GIVEN PROBLEM: List every username that appears in the forum thread.
--- BEGIN SOURCE TEXT ---
From a conversation we had today, that got heated. This sums up her thoughts, on paper I'm a good husband, but am I the right one for her she doesn't know. She's on a path of self discovery, can't nor won't have an answer till January do to the fact she'll have a job and won't be in school so she can rest assured that her decision comes from the thought she could support herself if worse comes to worse. She's not actively pursuing anyone other than herself. Along with shes doing this not to spite me or hurt me, that's it's been years building up, but she can't decide basically if it's her issues alone, or issues with the marriage. I've already talked to the kids and laid it out instead of it being some big surprise to them, of course only the oldest knows truly the problem at hand. I'll be in touch with the necessary people starting tomorrow.


----------



## Sfort

travislandes63 said:


> From a conversation we had today, that got heated. This sums up her thoughts, on paper I'm a good husband, but am I the right one for her she doesn't know. She's on a path of self discovery, can't nor won't have an answer till January do to the fact she'll have a job and won't be in school so she can rest assured that her decision comes from the thought she could support herself if worse comes to worse. She's not actively pursuing anyone other than herself. Along with shes doing this not to spite me or hurt me, that's it's been years building up, but she can't decide basically if it's her issues alone, or issues with the marriage. I've already talked to the kids and laid it out instead of it being some big surprise to them, of course only the oldest knows truly the problem at hand. I'll be in touch with the necessary people starting tomorrow.


What a load of bovine excrement.


----------



## Dictum Veritas

travislandes63 said:


> From a conversation we had today, that got heated. This sums up her thoughts, on paper I'm a good husband, but am I the right one for her she doesn't know. She's on a path of self discovery, can't nor won't have an answer till January do to the fact she'll have a job and won't be in school so she can rest assured that her decision comes from the thought she could support herself if worse comes to worse. She's not actively pursuing anyone other than herself. Along with shes doing this not to spite me or hurt me, that's it's been years building up, but she can't decide basically if it's her issues alone, or issues with the marriage. I've already talked to the kids and laid it out instead of it being some big surprise to them, of course only the oldest knows truly the problem at hand. I'll be in touch with the necessary people starting tomorrow.
--- END SOURCE TEXT ---
--- BEGIN PROVIDED DATA ---
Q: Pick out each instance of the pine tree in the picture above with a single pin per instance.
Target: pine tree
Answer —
--- END PROVIDED DATA ---
REPLY: travislandes63, Sfort, Dictum Veritas